• _About this task_
Reproduce the passage below on freedom of speech and religion word for word, from its first sentence to its last.

We have come a long way from the old New Left, even further from the Old Left. You must miss the fact that some the most potent attacks on our freedoms have come from the left. Freedom of Speech is something no one from the left believes in anymore, and like Capitalists who never believed in Free Trade and only ever agreed on the restraint of trade, the new-New Left only agrees that Freedom of Speech should be restrained and that the Bill of Rights needs more topical, temporal and immediate revision.
As far as lip service for freedom, this is for certain when it comes to the people practicing a religion freely. Now freedom of religion is essential to the practice of the other three freedoms in the First Amendment. However, this state, our L’Etat, does little other than market the idea of freedom of religion, setting in place one government advertising campaign or another where saying we have freedom of religion makes it so, and no one has the acumen to judge or to question the validity of the assertion.

• _Data shown_
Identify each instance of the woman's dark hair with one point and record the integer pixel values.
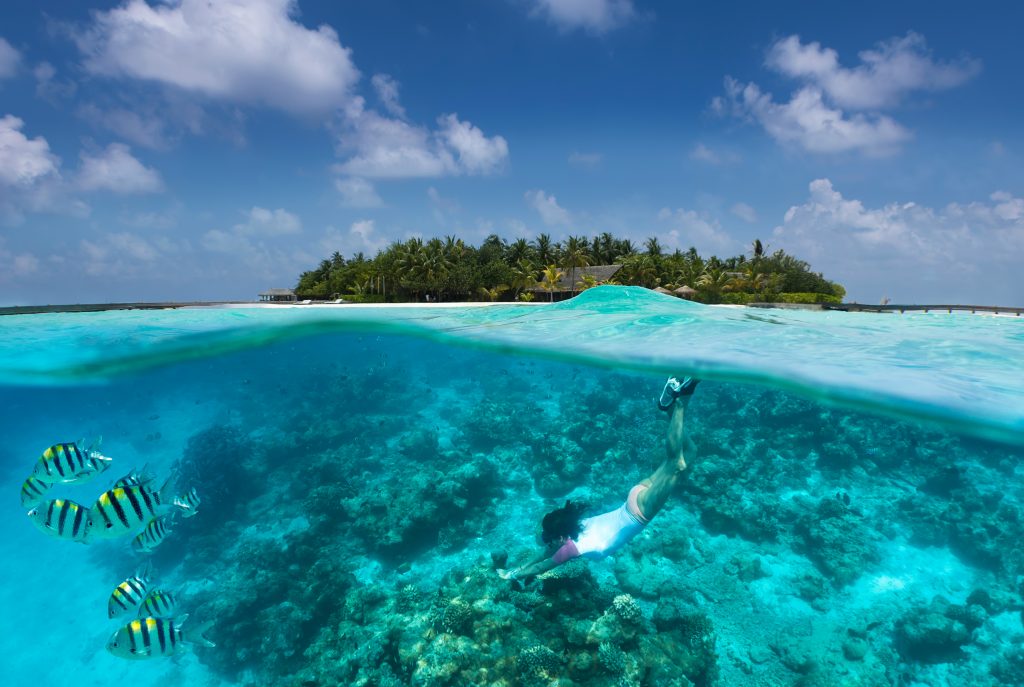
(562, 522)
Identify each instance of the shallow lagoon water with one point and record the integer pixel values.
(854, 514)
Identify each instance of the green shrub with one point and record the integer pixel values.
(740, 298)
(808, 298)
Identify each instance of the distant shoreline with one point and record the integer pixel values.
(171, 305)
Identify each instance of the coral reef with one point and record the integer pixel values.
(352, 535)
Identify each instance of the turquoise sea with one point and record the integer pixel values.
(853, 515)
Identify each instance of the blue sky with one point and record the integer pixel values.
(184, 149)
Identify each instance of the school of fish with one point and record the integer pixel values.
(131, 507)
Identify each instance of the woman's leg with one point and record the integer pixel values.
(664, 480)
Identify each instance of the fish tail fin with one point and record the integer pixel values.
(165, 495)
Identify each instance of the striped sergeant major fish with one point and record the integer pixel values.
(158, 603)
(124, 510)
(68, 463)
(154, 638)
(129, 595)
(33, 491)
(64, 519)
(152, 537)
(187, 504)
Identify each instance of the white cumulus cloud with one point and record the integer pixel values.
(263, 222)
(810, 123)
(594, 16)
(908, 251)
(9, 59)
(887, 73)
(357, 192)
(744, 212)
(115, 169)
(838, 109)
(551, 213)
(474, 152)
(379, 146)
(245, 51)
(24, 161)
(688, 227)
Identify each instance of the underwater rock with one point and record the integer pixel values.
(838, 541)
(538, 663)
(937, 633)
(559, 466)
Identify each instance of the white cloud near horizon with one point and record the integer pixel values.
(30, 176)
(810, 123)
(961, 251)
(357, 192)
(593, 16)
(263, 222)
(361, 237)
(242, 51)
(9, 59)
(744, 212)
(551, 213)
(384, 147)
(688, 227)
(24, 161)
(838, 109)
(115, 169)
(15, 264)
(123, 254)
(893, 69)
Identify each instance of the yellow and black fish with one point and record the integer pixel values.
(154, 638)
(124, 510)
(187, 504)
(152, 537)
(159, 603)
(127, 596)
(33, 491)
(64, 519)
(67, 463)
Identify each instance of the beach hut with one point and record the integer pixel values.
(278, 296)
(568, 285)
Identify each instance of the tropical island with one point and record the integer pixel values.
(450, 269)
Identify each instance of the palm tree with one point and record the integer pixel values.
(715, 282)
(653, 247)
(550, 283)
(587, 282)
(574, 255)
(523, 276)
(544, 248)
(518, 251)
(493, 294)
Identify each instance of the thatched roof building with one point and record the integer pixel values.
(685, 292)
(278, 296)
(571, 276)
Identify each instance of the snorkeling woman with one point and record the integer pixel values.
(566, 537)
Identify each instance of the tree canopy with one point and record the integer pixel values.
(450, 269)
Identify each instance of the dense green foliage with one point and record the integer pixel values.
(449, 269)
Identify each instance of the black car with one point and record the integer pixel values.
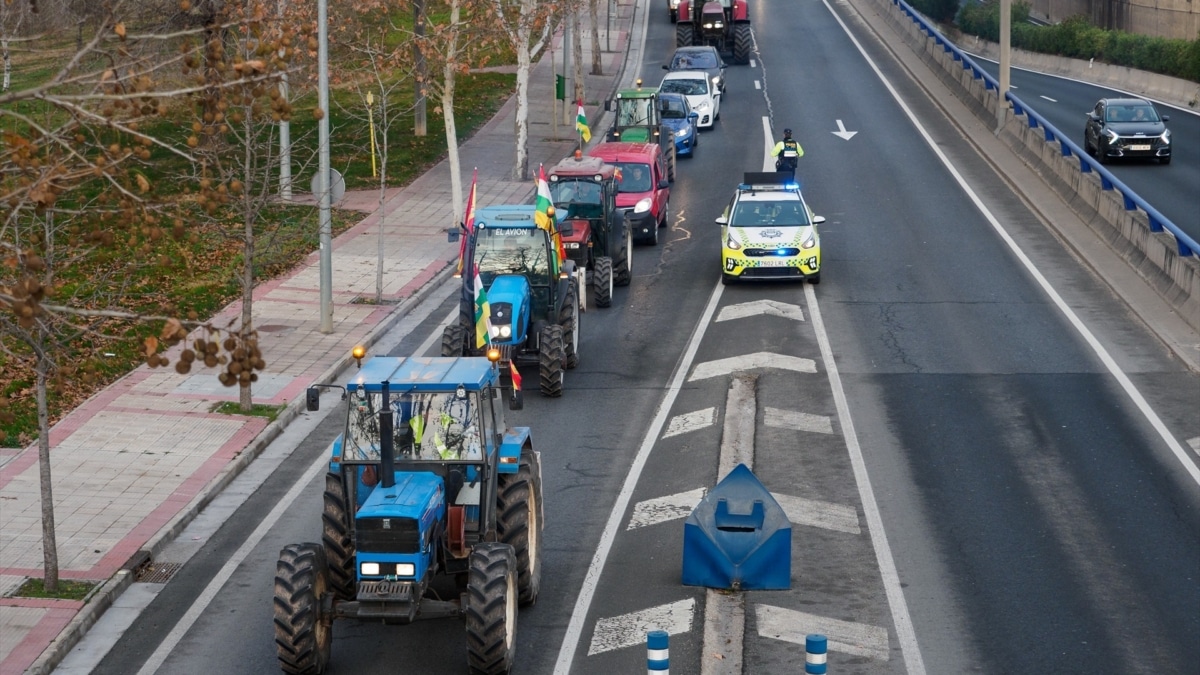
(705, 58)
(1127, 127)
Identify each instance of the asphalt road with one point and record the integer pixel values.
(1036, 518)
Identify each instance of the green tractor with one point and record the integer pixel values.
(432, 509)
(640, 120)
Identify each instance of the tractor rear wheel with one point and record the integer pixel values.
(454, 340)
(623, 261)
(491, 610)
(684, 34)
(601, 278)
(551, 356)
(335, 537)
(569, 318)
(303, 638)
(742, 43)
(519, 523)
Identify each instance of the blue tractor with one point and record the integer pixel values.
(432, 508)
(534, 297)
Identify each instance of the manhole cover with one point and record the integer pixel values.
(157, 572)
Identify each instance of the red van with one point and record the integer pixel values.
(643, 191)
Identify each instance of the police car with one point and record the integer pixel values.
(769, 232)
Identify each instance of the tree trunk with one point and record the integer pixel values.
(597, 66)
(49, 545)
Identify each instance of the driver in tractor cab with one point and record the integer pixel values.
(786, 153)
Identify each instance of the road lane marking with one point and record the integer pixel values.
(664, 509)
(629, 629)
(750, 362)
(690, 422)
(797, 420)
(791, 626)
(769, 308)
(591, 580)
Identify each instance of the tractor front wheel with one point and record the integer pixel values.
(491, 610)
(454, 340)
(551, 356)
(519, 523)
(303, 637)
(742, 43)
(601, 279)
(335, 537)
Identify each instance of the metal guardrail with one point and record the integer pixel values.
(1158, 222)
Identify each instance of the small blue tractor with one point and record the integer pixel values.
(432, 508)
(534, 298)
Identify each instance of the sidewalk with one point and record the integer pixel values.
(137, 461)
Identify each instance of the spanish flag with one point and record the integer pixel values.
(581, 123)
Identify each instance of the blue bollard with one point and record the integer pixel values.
--
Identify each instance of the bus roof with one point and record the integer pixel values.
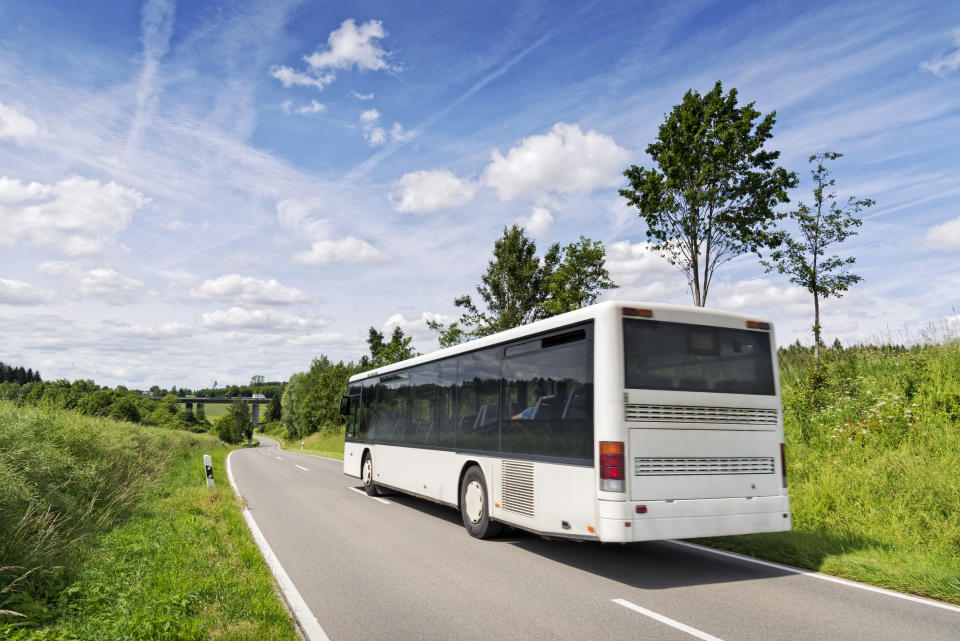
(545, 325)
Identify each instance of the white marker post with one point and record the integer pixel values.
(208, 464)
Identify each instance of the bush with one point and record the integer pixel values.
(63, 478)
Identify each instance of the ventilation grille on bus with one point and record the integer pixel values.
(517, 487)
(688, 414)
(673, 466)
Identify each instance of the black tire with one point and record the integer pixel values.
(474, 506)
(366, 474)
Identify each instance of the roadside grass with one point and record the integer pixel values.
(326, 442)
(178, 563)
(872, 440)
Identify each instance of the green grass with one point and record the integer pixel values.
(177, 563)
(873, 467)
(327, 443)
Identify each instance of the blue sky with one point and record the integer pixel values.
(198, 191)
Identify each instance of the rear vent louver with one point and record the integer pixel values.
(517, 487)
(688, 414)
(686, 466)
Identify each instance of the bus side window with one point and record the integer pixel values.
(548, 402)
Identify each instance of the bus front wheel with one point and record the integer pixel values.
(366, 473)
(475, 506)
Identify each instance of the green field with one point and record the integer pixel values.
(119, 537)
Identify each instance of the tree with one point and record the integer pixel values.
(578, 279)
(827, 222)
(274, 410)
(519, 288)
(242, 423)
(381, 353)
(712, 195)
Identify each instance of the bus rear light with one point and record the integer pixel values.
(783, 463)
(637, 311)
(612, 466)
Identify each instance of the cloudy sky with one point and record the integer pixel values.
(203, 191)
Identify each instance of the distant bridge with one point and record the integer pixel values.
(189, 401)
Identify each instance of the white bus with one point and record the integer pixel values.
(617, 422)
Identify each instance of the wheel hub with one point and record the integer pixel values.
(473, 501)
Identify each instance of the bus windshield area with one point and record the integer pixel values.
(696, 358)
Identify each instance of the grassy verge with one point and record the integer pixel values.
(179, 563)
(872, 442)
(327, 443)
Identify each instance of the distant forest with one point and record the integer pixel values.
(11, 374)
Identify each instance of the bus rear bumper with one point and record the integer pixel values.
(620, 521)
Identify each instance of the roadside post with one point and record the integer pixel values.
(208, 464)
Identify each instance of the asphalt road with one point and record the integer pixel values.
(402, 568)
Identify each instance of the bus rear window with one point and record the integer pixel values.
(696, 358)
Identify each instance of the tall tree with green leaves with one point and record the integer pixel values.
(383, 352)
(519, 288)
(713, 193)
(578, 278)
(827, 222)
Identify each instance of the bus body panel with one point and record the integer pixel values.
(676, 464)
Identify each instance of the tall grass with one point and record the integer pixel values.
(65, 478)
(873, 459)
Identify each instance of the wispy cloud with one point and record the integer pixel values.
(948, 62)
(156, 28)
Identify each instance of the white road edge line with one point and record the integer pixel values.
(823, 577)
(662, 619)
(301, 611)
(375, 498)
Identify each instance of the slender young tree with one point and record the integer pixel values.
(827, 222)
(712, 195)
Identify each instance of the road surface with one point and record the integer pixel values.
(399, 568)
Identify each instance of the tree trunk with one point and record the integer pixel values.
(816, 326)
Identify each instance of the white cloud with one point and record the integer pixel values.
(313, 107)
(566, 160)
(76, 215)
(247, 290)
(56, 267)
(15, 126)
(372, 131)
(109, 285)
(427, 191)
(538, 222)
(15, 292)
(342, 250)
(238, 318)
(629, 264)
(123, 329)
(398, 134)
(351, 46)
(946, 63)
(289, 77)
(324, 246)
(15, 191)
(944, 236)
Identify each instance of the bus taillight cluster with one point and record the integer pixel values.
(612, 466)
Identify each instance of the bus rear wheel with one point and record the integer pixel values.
--
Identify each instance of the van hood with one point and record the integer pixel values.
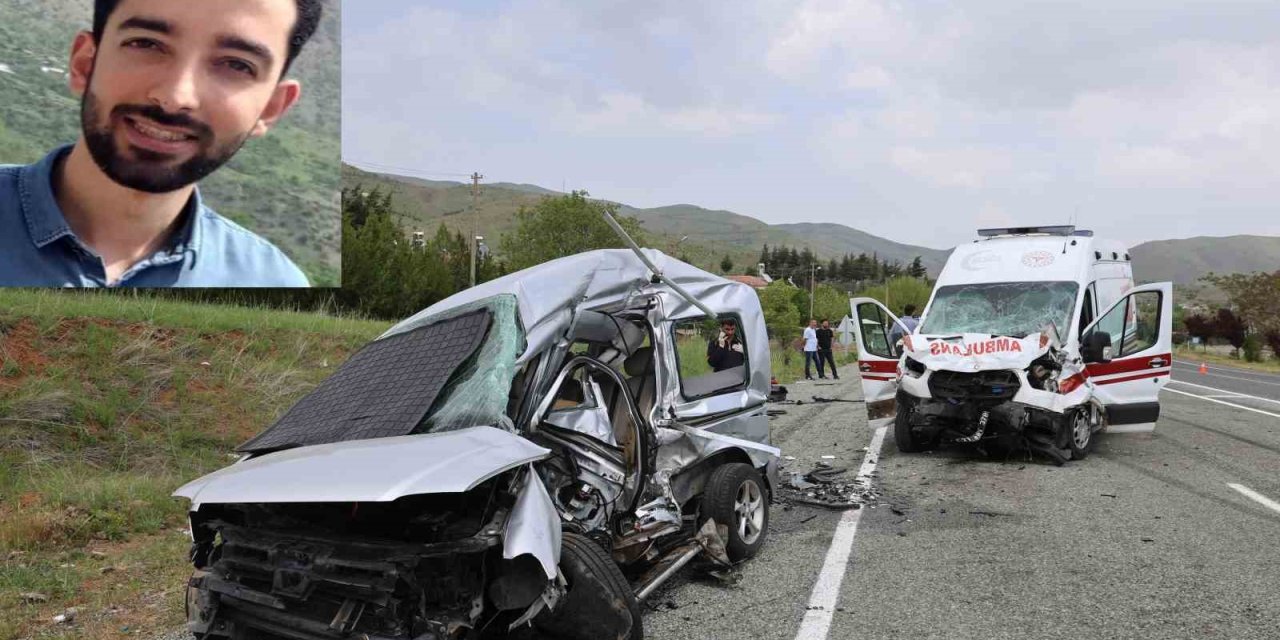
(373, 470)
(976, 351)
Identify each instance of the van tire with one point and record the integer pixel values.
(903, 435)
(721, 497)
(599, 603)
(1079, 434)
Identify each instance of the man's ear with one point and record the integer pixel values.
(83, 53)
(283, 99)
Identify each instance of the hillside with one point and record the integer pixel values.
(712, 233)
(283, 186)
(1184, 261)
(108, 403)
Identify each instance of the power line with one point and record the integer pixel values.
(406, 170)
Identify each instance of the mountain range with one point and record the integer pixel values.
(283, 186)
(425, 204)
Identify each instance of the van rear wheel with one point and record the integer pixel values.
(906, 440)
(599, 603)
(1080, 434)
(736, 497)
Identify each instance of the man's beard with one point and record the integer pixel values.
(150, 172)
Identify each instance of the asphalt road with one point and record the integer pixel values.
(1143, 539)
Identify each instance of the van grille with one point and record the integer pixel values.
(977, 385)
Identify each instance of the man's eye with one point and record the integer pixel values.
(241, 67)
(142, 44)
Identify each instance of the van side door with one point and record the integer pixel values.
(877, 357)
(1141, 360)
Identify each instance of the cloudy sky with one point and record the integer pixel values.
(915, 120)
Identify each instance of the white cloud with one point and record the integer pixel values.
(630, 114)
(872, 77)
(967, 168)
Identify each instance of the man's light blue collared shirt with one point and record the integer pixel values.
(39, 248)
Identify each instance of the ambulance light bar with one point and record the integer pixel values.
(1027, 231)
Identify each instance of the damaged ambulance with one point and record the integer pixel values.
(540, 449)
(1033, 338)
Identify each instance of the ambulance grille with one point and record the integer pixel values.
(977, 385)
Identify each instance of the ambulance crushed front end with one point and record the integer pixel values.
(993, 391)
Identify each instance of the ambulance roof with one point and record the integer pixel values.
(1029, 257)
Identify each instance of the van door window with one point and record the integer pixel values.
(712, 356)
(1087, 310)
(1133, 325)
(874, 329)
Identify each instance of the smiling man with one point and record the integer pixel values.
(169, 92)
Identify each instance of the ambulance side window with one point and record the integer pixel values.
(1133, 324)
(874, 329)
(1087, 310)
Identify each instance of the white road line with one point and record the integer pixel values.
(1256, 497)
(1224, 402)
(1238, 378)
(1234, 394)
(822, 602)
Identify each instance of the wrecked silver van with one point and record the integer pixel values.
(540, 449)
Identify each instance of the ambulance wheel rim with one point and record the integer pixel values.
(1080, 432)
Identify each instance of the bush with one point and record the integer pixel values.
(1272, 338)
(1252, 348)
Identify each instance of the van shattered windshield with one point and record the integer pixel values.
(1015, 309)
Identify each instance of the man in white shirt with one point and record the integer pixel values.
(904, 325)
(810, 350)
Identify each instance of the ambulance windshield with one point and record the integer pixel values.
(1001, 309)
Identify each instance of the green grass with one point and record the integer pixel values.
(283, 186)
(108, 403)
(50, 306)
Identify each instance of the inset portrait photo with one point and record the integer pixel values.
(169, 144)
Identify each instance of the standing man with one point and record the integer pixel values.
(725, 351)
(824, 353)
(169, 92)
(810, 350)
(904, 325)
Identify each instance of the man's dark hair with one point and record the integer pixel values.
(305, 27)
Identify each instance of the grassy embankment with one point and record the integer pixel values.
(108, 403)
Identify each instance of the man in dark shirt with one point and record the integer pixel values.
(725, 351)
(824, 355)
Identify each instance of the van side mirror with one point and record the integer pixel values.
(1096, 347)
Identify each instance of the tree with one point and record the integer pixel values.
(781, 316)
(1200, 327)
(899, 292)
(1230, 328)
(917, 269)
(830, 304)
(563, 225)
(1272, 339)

• _Result_
We have come a long way from the old New Left, even further from the Old Left. You must miss the fact that some the most potent attacks on our freedoms have come from the left. Freedom of Speech is something no one from the left believes in anymore, and like Capitalists who never believed in Free Trade and only ever agreed on the restraint of trade, the new-New Left only agrees that Freedom of Speech should be restrained and that the Bill of Rights needs more topical, temporal and immediate revision.
As far as lip service for freedom, this is for certain when it comes to the people practicing a religion freely. Now freedom of religion is essential to the practice of the other three freedoms in the First Amendment. However, this state, our L’Etat, does little other than market the idea of freedom of religion, setting in place one government advertising campaign or another where saying we have freedom of religion makes it so, and no one has the acumen to judge or to question the validity of the assertion.